**SUPPLIED INFORMATION**
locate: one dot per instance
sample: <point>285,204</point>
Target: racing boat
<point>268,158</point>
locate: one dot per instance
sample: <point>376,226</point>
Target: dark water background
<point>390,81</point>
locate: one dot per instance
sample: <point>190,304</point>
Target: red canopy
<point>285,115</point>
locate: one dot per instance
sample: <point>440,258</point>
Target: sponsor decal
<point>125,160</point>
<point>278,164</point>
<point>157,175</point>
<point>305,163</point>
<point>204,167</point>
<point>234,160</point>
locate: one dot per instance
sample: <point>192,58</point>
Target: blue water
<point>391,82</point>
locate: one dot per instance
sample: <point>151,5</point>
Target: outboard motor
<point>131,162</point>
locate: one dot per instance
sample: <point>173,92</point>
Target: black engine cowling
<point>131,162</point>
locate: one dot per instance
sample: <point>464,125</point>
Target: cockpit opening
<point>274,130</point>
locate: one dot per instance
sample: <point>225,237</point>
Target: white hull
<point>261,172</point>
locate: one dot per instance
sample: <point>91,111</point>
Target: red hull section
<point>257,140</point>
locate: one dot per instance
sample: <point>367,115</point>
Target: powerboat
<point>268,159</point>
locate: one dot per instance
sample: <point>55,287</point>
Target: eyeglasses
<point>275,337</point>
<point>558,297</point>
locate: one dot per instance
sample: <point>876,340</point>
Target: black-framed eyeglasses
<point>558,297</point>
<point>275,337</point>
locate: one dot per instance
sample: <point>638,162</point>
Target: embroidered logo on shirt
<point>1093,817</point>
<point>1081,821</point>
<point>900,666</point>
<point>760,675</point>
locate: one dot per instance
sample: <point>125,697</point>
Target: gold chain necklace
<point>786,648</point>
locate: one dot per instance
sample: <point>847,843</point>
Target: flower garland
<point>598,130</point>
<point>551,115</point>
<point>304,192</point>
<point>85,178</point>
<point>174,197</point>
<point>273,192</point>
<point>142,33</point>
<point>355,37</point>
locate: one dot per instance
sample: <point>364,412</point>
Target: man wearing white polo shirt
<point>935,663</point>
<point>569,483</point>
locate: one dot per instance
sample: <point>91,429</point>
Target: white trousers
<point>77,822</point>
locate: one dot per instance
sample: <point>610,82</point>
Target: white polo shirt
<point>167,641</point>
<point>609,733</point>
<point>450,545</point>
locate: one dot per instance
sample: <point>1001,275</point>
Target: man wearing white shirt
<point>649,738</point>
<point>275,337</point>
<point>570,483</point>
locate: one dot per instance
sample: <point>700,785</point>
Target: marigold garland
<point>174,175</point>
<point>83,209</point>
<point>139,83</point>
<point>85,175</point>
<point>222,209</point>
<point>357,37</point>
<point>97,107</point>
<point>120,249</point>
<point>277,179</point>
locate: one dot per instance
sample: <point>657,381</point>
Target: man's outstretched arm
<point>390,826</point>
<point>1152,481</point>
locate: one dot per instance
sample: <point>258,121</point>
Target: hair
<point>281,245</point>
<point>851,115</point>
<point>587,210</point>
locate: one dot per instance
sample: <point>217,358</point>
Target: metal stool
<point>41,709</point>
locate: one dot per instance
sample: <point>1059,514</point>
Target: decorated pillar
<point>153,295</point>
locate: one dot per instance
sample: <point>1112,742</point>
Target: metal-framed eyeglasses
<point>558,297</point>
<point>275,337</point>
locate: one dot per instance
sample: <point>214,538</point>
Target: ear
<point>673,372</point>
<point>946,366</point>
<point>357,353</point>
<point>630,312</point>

**ASSIGNMENT**
Each record above is to be written out again, without any change.

**YOUR SOLUTION**
locate: one dot per instance
sample: <point>285,204</point>
Target: racing boat
<point>268,158</point>
locate: one dot per instance
sample: <point>376,226</point>
Target: dark water background
<point>390,81</point>
locate: one dot per instance
sample: <point>190,304</point>
Target: red canopy
<point>285,115</point>
locate: one dot per instance
sample: <point>440,258</point>
Target: sponsor decal
<point>125,160</point>
<point>278,164</point>
<point>157,175</point>
<point>305,163</point>
<point>204,167</point>
<point>234,160</point>
locate: one dot per instance
sample: <point>192,58</point>
Target: blue water
<point>391,82</point>
locate: one dot per instance
sample: <point>151,5</point>
Target: outboard motor
<point>131,162</point>
locate: one dot per instance
sample: <point>173,92</point>
Target: black engine cowling
<point>131,162</point>
locate: one dot per instance
sample: <point>464,125</point>
Target: cockpit opening
<point>274,130</point>
locate: one dot per instance
sample: <point>225,237</point>
Target: white hull
<point>261,172</point>
locate: one dot per instance
sample: <point>91,111</point>
Target: red hull section
<point>257,140</point>
locate: one dot per instance
sample: <point>367,115</point>
Target: powerboat
<point>268,159</point>
locate: one dot per instance
sample: <point>55,287</point>
Target: eyeglasses
<point>275,337</point>
<point>558,297</point>
locate: one dot per instance
sample: <point>876,340</point>
Target: black-framed eyeglasses
<point>558,297</point>
<point>275,337</point>
locate: one dot per instance
sample: <point>638,162</point>
Target: embroidered logo on shirt
<point>1093,817</point>
<point>1081,821</point>
<point>900,666</point>
<point>760,675</point>
locate: one dot per instance
sample: <point>125,697</point>
Target: gold chain necklace
<point>786,648</point>
locate: one dot per instance
sample: <point>847,843</point>
Target: flower garland
<point>598,130</point>
<point>551,115</point>
<point>304,192</point>
<point>85,178</point>
<point>174,197</point>
<point>273,192</point>
<point>142,33</point>
<point>355,37</point>
locate: one dot per instance
sample: <point>364,412</point>
Target: man wearing white polo shirt
<point>935,663</point>
<point>569,483</point>
locate: one dot per instance
sample: <point>91,429</point>
Target: white trousers
<point>77,822</point>
locate: one dot per instance
sample: <point>610,82</point>
Target: white polo shirt
<point>167,641</point>
<point>609,733</point>
<point>450,545</point>
locate: one dot per instance
sample: <point>1001,275</point>
Target: man wearing white shirt
<point>649,738</point>
<point>275,337</point>
<point>570,483</point>
locate: one dot per instance
sample: <point>700,785</point>
Target: marigold garland
<point>174,175</point>
<point>83,209</point>
<point>139,83</point>
<point>85,175</point>
<point>222,209</point>
<point>357,37</point>
<point>97,107</point>
<point>120,249</point>
<point>277,179</point>
locate: one dot per instance
sample: <point>657,381</point>
Target: man's outstretched arm
<point>390,826</point>
<point>1152,481</point>
locate: one dot per instance
sample: <point>258,121</point>
Target: hair
<point>281,245</point>
<point>851,115</point>
<point>587,210</point>
locate: one dot per instance
sample: <point>217,358</point>
Target: metal stool
<point>41,709</point>
locate: one dot per instance
sample: <point>1059,514</point>
Target: decorated pillar
<point>153,295</point>
locate: one dot per instance
sample: <point>1112,742</point>
Target: metal-framed eyeglasses
<point>558,297</point>
<point>275,337</point>
locate: one dot per instance
sample: <point>214,538</point>
Target: ear
<point>673,372</point>
<point>946,366</point>
<point>357,353</point>
<point>630,312</point>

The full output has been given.